_EXERCISE BRIEF_
Set down exactly the lines from the one containing "# Returns bounding" through the last line of the records below, both included, and nothing else.

_INFORMATION SUPPLIED_
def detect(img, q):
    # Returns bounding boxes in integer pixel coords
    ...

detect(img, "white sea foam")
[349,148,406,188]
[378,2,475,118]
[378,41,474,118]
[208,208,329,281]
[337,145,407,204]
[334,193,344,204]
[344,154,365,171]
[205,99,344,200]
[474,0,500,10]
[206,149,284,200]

_THE COMPLETED TASK_
    # Returns bounding boxes in integer pixel coords
    ...

detect(img, "white sea foam")
[349,148,406,188]
[378,2,475,118]
[378,41,474,118]
[208,208,329,281]
[337,145,407,204]
[334,193,344,204]
[344,154,365,171]
[205,99,344,200]
[474,0,500,10]
[206,149,284,200]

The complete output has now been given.